Data to process
○ ○ ○ ○ ○ ○ ○
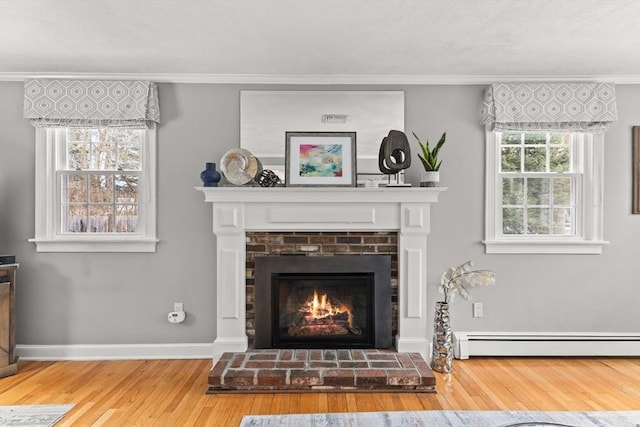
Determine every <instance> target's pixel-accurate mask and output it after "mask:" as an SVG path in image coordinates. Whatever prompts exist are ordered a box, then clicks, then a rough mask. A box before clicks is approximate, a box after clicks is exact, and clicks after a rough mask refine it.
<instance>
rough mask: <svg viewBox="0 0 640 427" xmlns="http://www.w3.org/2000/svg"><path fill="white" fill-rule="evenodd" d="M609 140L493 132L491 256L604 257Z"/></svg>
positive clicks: (547, 133) (491, 186)
mask: <svg viewBox="0 0 640 427" xmlns="http://www.w3.org/2000/svg"><path fill="white" fill-rule="evenodd" d="M602 147H603V137H602V134H591V133H575V132H566V131H551V132H542V131H534V132H523V131H491V130H488V131H487V169H486V170H487V172H486V173H487V177H486V182H487V198H486V239H485V241H484V243H485V245H486V251H487V253H601V251H602V245H603V244H605V243H606V242H604V241H602V224H601V221H602V167H603V156H602Z"/></svg>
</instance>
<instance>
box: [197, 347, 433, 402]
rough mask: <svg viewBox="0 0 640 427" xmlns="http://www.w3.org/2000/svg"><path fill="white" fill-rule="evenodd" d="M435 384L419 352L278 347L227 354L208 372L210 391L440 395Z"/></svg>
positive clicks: (251, 350)
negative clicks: (269, 349)
mask: <svg viewBox="0 0 640 427" xmlns="http://www.w3.org/2000/svg"><path fill="white" fill-rule="evenodd" d="M435 386H436V380H435V377H434V375H433V373H432V372H431V369H430V368H429V365H428V364H427V363H426V362H425V360H424V359H423V358H422V356H421V355H420V354H419V353H396V352H393V351H387V350H277V349H273V350H251V351H247V352H244V353H224V354H223V355H222V357H221V358H220V359H219V360H218V362H217V363H216V364H215V365H214V367H213V369H212V370H211V372H210V373H209V389H208V392H209V393H220V392H245V393H253V392H291V391H295V392H300V391H321V392H337V391H349V392H356V391H358V392H360V391H368V392H372V391H383V392H384V391H405V392H435Z"/></svg>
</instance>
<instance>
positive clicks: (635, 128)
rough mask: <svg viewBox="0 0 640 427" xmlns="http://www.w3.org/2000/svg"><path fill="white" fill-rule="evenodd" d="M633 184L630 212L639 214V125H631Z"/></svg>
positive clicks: (639, 198) (639, 171)
mask: <svg viewBox="0 0 640 427" xmlns="http://www.w3.org/2000/svg"><path fill="white" fill-rule="evenodd" d="M632 131H633V184H632V191H633V197H632V207H631V213H633V214H640V126H633V128H632Z"/></svg>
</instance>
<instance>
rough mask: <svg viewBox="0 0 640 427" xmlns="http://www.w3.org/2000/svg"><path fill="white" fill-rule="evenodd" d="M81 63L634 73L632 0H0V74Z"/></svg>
mask: <svg viewBox="0 0 640 427" xmlns="http://www.w3.org/2000/svg"><path fill="white" fill-rule="evenodd" d="M89 74H91V75H134V74H135V75H149V76H153V77H155V78H156V80H163V79H164V80H181V79H182V80H189V79H191V80H194V81H197V80H202V81H207V80H210V81H225V79H226V81H230V82H233V81H237V82H242V81H245V82H259V81H264V82H270V81H273V82H285V81H292V82H297V81H301V82H302V81H309V82H326V83H345V82H364V83H366V82H372V83H374V82H378V83H394V82H399V83H403V82H421V81H424V82H438V81H441V82H447V81H451V82H473V81H478V82H482V81H487V80H492V79H493V80H495V79H500V78H502V79H503V80H504V79H511V80H518V79H556V80H557V79H594V78H600V79H607V80H610V81H615V82H620V83H640V0H529V1H525V0H217V1H216V0H182V1H178V0H101V1H100V0H56V1H54V0H0V79H2V78H4V79H5V80H6V79H12V78H15V79H18V78H21V77H24V76H32V75H89ZM305 79H306V80H305Z"/></svg>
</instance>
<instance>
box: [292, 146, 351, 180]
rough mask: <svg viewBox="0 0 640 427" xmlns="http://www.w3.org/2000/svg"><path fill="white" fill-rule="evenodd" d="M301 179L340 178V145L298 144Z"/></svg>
mask: <svg viewBox="0 0 640 427" xmlns="http://www.w3.org/2000/svg"><path fill="white" fill-rule="evenodd" d="M299 150H300V176H301V177H341V176H342V158H343V155H342V144H300V148H299Z"/></svg>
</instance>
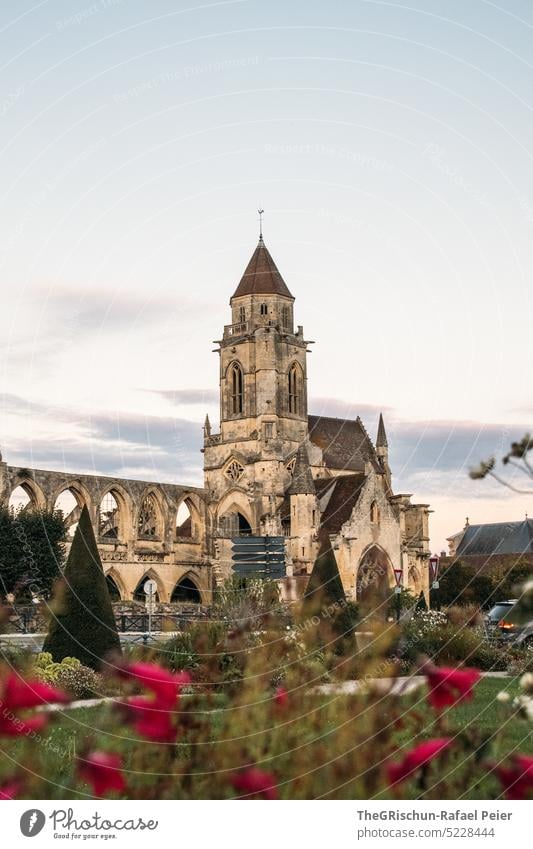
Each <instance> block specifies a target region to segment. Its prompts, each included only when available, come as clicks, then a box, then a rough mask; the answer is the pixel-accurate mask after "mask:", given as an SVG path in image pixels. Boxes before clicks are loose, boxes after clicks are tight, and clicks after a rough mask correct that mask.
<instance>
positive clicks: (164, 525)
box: [135, 486, 168, 540]
mask: <svg viewBox="0 0 533 849" xmlns="http://www.w3.org/2000/svg"><path fill="white" fill-rule="evenodd" d="M167 516H168V510H167V509H166V507H165V504H164V503H163V498H162V496H161V493H160V491H159V490H158V489H157V487H154V486H149V487H147V488H146V489H145V490H144V491H143V492H142V494H141V497H140V498H139V502H138V507H137V510H136V515H135V534H136V536H137V538H138V539H154V540H162V539H164V538H165V534H166V528H167Z"/></svg>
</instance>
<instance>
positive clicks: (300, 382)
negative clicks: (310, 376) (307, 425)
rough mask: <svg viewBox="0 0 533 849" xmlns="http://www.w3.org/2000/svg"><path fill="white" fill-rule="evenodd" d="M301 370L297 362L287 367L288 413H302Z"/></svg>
mask: <svg viewBox="0 0 533 849" xmlns="http://www.w3.org/2000/svg"><path fill="white" fill-rule="evenodd" d="M302 383H303V379H302V370H301V368H300V366H299V365H298V363H294V364H293V365H292V366H291V368H290V369H289V413H294V415H296V416H298V415H301V414H302V407H303V404H302Z"/></svg>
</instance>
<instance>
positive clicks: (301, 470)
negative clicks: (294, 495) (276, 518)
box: [287, 443, 316, 495]
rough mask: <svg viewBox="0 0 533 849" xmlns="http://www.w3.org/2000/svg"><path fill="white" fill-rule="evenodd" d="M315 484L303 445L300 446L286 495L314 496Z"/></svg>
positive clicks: (306, 451)
mask: <svg viewBox="0 0 533 849" xmlns="http://www.w3.org/2000/svg"><path fill="white" fill-rule="evenodd" d="M315 493H316V489H315V482H314V480H313V475H312V474H311V466H310V465H309V458H308V456H307V450H306V448H305V445H303V443H302V445H300V447H299V448H298V451H297V453H296V462H295V464H294V471H293V474H292V481H291V485H290V486H289V489H288V490H287V494H288V495H315Z"/></svg>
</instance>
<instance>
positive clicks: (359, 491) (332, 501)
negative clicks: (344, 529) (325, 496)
mask: <svg viewBox="0 0 533 849" xmlns="http://www.w3.org/2000/svg"><path fill="white" fill-rule="evenodd" d="M334 481H335V486H334V488H333V491H332V493H331V495H330V497H329V499H328V502H327V505H326V507H325V509H324V512H323V513H322V516H321V520H320V529H321V531H326V532H327V533H328V534H336V533H338V532H339V531H340V529H341V528H342V526H343V525H344V523H345V522H347V521H348V519H349V518H350V515H351V512H352V510H353V508H354V507H355V505H356V504H357V501H358V500H359V496H360V495H361V490H362V488H363V485H364V482H365V476H364V475H363V474H358V475H339V476H338V477H337V478H334ZM330 482H331V481H330Z"/></svg>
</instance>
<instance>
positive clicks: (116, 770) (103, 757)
mask: <svg viewBox="0 0 533 849" xmlns="http://www.w3.org/2000/svg"><path fill="white" fill-rule="evenodd" d="M77 769H78V774H79V775H80V777H81V778H83V779H84V781H86V782H87V783H88V784H90V785H91V787H92V789H93V792H94V795H95V796H105V794H106V793H108V792H109V791H110V790H116V791H117V793H121V792H122V791H123V790H124V789H125V787H126V782H125V781H124V776H123V775H122V772H121V770H122V758H121V757H120V755H116V754H112V753H111V752H91V753H90V754H89V755H87V757H85V758H79V759H78V767H77Z"/></svg>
○ ○ ○ ○ ○ ○ ○
Exercise description
Starting at the first line of the listing above, write out each line exactly and nothing else until you reach the line containing "140L493 132L491 256L604", which is included as well; omit all pictures.

Response to the exercise
Determine every <instance> target's pixel-accurate mask and output it after "mask:" as an SVG path in image coordinates. Whatever prompts exist are ordered a box, then clicks, then a rough mask. A box before clicks is approximate, a box after clicks is exact, and clicks after a rough mask refine it.
<instance>
rough mask: <svg viewBox="0 0 640 427" xmlns="http://www.w3.org/2000/svg"><path fill="white" fill-rule="evenodd" d="M609 140L493 132L491 256L604 257Z"/></svg>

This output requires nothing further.